L'errore di fondo
Qualcuno si sta già abituando all’idea, altri se la prendono alla sola evocazione, come se ruggire allontanasse la sola ipotesi di Lautaro Martinez al Barcellona.
Il tam tam dell’attaccante argentino corteggiato platealmente dalla squadra di Messi, ha dei giorni in cui l’accordo sembra scontato e altri in cui sembra vivere una pausa di riflessione. Da come è stata presentata la notizia per giorni l’Inter dovrebbe solo scegliere se trattenere ad ogni costo il giocatore o cederlo e rinforzare la squadra con un paio di giocatori del Barcellona, più soldi.
L’ultimo capitolo tra gli infiniti che vedremo nei prossimi tempi, registra un’indisposizione da parte del club catalano a versare 111 milioni in un'unica soluzione e l’Inter che non accetta contropartite tecniche. Il risultato è uno stallo inevitabile.
Ha parlato persino Arthur, indicato per giorni come possibile indiziato tra i giocatori sacrificabili dei blaugrana, chiudendo parzialmente all’eventualità, pur evidenziando educatamente di essere lusingato.
A prescindere da come andrà a finire questa faccenda, se la strada porta alla cessione “inevitabile” o alla volontà di trattenere Lautaro Martinez, io sono decisamente per la seconda ipotesi, resta però da chiarire un punto non indifferente, nel caso un giorno riprenda il Campionato
Durante questa sosta forzata infatti, gli enormi disagi di ogni club del mondo, dovuti all’impossibilità di incassare e dunque pagare gli stipendi, sembravano aver allontanato la possibilità di grandi cessioni e acquisti nel prossimo mercato.
Marotta aveva dichiarato che la prossima campagna acquisti, a livello mondiale, sarebbe stata basata solo su scambi e prestiti, magari qualche ingaggio a prezzi bassi.
Perciò l’Inter è possibile che abbia in mente una rivoluzione tecnica che preveda la disponibilità ad un sacrificio per rinforzare la rosa. Questa storia l’abbiamo già sentita altre volte e non è andata esattamente bene. L’Inter nella storia ha vinto quando ha investito e avuto uno o due uomini al comando.
Il ragionamento parte anche dal presupposto che raramente l’Inter nella sua storia ha avuto la forza o la capacità di conservare e trattenere le sue bandiere o in alcuni casi i giocatori più promettenti.
L. Martinez non è più una promessa ma non è ancora una bandiera.
L’Inter fin dai tempi di Meazza, ceduto al Milan (all’epoca denominato Milano) dopo un infortunio, talvolta si sbarazza dei suoi totem con una disinvoltura insopportabile.

Consegna A: Riassumi in due frasi l'articolo su Lautaro Martinez e il Barcellona.
Consegna B: Riprendi l'articolo su Lautaro Martinez e il Barcellona dal punto in cui si interrompe.
I record sono materiale a sé, distinto dall'articolo.

Voci archiviate:

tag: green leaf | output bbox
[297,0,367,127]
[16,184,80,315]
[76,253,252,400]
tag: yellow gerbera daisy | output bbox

Risposta scritta A: La trattativa tra Inter e Barcellona per Lautaro Martinez è in stallo, perché il club catalano non vuole versare 111 milioni in un'unica soluzione e l'Inter non accetta contropartite tecniche. L'autore preferisce che l'Inter trattenga l'attaccante e osserva che il club raramente ha saputo conservare le sue bandiere, fin dai tempi di Meazza, ceduto al Milan dopo un infortunio.

Risposta scritta B:
Penso anche a Boninsegna, ceduto alla Juventus, con il giocatore incredulo per la scelta, a Cuper preferito a Ronaldo che voleva l’esonero del tecnico e venduto al Real Madrid, al cattivo rapporto tra Moratti e un Bergomi che non è più stato reintegrato nella società, mentre per Icardi, che aspira a tornare nell’Inter, per quanto incredibile, si è creata una situazione complessa di cui il club non sembra avere colpe.
L’Inter spesso fatica a mantenere un rapporto prolungato con giocatori, i quali restano punti di riferimento per un periodo delimitato o vengono ceduti per una cronica ambiguità nella valorizzazione del proprio valore.
Parlo di un club storicamente grande, non uno costretto a cedere i suoi pezzi pregiati per mancanza di liquidità, come è accaduto tra il 2012 e il 2018.
La raffigurazione vivente dell’orgoglio di un club come l’Inter, che aspira a diventare stabilmente uno dei club più importanti e ricchi al mondo, avrebbe in Lautaro il simbolo di una rinascita che lentamente ma inesorabilmente sta portando il club a raggiungere un livello ancora lontano.
Non è perciò solo una questione di convenienza economica, ovvero la possibilità di migliorare la rosa con i soldi presi dalla cessione, ma un elemento culturale, un senso di appartenenza che da anni l’Inter fatica a trovare.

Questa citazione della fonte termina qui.